* _PASSAGE GIVEN_
■ ■ ■

When they’d skinned the entire carcass Aldo cut open its anus and carved out the rectal area and then split apart the ribs with the machete and pulled out the organs and the huge bloated white sack of its stomach and manhandled them into a washtub. Then he cut off the hooves, threaded a rope between the remaining bones of the two forelegs, and hoisted the carcass into a short, thick, white tree growing in the patio. He washed down the carcass with a bucket of water and meanwhile three women took the washtubful of entrails out into the back yard. First they salvaged the heart, liver, kidneys and some other organs that I was having trouble identifying. Then they unwound the intestines, cut them away from the stomach, and began to chop them into short segments. They squeezed greenish shit out of each segment and then poured water through it to cleanse it. Then they ran a stick through each segment and scoured the interior of the gut by bunching it along the stick, washed it a second time and dropped it into a washpan of fresh water that one of the women had brought from the well. As they cleaned the segments of intestine nearer the stomach the green shit they emptied from the length of intestine began to retain its solidity and texture, that of clumps of grass. Finally they cut open the stomach, which emitted a foul odor of partially digested vegetation, and emptied its copious contents into a ditch that ran behind the house. Someone kicked a dog that had been manuevering about, trying to rob scraps, and the dog yelped and skulked away. They cleaned the stomach, whose lining looked like shaggy wet fleece, and threw it into the washpan with the tripe.

When we went back inside Aldo was hacking up the carcass with the machete. The pullets were underfoot, peeping and pecking at splinters of bone. Some guinea pigs were scurrying around on the floor of a pen made of stacked bricks. In Perú we eat guinea pigs, too. The women had begun to cook the tripe and Edith, another of the artesanas, and María, a woman with several gold front teeth, were washing the hunks of meat that Aldo had hacked apart and cutting them into individual portions. Earlier Aldo had split the carcass in half and had weighed each half with a spring scale and each half had weighed 11 kilos. That meant that the goat had rendered nearly fifty pounds of meat and bone.

■ ■ ■

Lines of data
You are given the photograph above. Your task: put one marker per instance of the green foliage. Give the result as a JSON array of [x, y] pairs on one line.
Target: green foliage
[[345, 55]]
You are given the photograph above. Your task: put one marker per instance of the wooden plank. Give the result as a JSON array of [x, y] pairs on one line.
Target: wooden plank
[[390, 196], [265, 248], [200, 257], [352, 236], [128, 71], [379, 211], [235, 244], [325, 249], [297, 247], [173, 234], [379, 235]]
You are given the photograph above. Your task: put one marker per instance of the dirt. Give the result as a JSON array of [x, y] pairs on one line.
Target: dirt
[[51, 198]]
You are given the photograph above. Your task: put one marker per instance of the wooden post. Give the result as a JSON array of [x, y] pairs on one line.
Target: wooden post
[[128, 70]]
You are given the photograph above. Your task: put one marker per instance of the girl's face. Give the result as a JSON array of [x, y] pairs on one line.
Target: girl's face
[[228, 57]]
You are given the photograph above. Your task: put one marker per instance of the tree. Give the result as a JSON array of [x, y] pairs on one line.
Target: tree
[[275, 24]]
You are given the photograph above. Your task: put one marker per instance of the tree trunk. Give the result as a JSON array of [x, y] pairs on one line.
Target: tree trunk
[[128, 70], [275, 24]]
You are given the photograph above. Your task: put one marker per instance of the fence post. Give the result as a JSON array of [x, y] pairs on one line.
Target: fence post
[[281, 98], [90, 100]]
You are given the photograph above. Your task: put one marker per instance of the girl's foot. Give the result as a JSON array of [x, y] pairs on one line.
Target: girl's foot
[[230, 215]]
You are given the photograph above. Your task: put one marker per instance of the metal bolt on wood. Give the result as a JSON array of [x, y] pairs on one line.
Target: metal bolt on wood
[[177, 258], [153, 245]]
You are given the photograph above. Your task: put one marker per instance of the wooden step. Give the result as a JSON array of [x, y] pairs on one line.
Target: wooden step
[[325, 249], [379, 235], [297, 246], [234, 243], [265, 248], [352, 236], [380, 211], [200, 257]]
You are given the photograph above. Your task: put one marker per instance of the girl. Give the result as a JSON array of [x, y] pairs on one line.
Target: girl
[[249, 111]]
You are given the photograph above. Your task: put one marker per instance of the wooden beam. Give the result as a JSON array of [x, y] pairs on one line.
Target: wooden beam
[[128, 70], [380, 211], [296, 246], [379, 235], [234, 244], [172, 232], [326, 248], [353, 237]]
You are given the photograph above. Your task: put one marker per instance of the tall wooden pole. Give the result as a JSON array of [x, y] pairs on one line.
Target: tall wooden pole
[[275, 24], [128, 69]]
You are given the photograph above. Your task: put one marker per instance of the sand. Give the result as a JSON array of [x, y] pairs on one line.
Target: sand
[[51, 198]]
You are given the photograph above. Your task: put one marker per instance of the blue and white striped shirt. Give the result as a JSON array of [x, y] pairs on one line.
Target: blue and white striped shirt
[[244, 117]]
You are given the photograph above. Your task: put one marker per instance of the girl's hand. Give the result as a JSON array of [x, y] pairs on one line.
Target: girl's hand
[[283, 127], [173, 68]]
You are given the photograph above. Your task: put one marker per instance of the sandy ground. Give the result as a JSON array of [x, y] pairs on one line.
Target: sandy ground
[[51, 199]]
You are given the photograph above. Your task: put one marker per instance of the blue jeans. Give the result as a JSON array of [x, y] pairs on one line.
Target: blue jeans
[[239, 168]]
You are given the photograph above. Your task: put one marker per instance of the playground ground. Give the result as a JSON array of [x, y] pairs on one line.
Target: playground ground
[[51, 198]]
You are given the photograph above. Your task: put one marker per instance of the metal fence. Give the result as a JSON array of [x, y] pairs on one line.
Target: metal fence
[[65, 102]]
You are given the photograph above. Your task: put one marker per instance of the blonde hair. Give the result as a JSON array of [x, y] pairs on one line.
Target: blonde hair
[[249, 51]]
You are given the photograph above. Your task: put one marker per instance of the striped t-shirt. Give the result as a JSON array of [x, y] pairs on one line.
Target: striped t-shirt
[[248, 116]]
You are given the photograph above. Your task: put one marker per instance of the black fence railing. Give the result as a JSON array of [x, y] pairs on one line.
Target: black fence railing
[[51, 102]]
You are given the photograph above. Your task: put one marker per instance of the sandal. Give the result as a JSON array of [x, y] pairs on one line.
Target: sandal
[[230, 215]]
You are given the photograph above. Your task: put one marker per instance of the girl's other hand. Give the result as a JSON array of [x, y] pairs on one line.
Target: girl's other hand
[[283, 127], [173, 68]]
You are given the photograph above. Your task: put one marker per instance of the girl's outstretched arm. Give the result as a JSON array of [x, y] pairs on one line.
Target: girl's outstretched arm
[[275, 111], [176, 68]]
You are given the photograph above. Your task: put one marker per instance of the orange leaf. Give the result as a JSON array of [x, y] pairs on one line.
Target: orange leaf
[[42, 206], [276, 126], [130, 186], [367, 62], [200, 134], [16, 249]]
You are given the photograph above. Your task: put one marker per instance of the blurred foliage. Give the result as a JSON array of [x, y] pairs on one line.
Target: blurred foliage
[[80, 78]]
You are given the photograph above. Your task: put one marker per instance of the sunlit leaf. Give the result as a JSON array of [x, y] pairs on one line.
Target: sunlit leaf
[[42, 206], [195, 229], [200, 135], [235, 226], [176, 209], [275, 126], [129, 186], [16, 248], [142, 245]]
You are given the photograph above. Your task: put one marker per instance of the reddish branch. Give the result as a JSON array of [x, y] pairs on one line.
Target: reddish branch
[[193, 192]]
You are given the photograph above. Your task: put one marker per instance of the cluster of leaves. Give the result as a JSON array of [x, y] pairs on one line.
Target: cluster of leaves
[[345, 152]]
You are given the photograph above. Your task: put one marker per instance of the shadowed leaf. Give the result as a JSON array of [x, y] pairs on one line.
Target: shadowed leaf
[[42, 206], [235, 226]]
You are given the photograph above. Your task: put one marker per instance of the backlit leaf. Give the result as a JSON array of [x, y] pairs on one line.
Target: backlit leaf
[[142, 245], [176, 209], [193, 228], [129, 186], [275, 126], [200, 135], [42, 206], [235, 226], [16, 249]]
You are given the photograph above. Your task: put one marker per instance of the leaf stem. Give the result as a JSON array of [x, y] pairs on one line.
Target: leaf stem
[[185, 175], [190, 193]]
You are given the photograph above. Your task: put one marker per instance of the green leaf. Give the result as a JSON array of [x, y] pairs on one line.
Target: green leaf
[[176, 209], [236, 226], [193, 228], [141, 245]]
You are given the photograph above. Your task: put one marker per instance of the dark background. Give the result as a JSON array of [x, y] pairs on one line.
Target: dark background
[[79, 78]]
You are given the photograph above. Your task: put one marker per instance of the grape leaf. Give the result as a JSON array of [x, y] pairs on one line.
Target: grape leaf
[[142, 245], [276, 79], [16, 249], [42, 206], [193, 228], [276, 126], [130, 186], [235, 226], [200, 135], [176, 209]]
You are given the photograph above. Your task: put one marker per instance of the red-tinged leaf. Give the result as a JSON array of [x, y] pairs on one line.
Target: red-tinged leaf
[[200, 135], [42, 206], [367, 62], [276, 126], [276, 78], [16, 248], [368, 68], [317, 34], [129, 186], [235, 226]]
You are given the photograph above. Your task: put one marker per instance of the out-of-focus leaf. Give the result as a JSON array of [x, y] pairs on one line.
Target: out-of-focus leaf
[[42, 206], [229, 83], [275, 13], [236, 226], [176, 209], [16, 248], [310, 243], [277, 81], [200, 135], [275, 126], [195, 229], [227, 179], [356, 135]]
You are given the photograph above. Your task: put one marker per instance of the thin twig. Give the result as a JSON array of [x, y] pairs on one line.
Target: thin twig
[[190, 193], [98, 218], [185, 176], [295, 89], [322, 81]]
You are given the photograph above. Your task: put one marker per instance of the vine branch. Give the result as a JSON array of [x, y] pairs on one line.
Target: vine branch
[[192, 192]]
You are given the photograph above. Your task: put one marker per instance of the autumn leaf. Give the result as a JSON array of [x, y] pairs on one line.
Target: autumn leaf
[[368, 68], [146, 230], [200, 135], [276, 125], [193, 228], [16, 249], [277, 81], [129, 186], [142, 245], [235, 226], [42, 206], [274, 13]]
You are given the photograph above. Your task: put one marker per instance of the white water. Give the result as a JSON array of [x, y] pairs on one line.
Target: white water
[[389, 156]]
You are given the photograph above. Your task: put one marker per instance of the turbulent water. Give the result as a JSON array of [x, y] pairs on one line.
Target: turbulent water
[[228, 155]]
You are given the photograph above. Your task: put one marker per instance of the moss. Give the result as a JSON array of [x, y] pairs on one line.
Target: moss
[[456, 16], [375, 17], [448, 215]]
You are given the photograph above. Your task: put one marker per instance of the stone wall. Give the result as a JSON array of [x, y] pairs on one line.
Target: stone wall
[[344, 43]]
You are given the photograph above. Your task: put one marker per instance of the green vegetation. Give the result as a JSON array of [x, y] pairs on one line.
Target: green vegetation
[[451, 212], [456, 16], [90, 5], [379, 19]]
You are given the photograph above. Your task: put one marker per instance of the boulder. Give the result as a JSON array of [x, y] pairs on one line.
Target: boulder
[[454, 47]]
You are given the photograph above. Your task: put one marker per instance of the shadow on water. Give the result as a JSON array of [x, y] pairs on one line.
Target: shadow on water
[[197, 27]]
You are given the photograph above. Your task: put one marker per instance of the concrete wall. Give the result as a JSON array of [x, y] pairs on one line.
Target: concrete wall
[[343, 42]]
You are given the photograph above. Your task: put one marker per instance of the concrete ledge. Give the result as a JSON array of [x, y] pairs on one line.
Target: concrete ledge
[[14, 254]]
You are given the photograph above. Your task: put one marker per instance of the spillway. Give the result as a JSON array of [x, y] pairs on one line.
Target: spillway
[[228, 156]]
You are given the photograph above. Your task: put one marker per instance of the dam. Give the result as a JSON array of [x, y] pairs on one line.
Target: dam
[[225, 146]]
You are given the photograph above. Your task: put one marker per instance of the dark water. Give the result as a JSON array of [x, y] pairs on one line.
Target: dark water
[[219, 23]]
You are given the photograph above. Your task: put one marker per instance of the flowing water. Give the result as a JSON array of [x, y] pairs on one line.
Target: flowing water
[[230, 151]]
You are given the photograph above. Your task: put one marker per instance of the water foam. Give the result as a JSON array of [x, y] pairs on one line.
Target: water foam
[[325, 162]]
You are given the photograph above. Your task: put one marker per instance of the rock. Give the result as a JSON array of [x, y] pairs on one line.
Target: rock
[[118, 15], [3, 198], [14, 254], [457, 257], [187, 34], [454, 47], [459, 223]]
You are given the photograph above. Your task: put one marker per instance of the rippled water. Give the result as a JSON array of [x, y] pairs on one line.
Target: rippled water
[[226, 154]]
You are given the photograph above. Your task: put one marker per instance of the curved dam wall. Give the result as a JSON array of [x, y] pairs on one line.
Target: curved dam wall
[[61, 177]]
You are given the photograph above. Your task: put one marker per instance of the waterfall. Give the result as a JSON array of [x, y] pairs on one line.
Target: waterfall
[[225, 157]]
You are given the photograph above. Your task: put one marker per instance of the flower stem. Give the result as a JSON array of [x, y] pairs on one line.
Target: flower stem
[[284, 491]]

■ ■ ■

* _OBJECTIVES_
a: Say whether each statement agrees with the passage about butchering the goat, and quote the words that decide it: (i) Aldo hoisted the carcass into a tree growing in the patio. (ii) The women emptied the stomach's contents into the washpan. (iii) Each half of the carcass weighed 11 kilos.
b: Repeat the passage about butchering the goat between "When we went" and "meat and bone.", inclusive.
Rely only on the passage about butchering the goat.

* _FINAL ANSWERS_
a:
(i) Yes: "hoisted the carcass into a short, thick, white tree growing in the patio"
(ii) No: "emptied its copious contents into a ditch that ran behind the house"
(iii) Yes: "each half had weighed 11 kilos"

b:
When we went back inside Aldo was hacking up the carcass with the machete. The pullets were underfoot, peeping and pecking at splinters of bone. Some guinea pigs were scurrying around on the floor of a pen made of stacked bricks. In Perú we eat guinea pigs, too. The women had begun to cook the tripe and Edith, another of the artesanas, and María, a woman with several gold front teeth, were washing the hunks of meat that Aldo had hacked apart and cutting them into individual portions. Earlier Aldo had split the carcass in half and had weighed each half with a spring scale and each half had weighed 11 kilos. That meant that the goat had rendered nearly fifty pounds of meat and bone.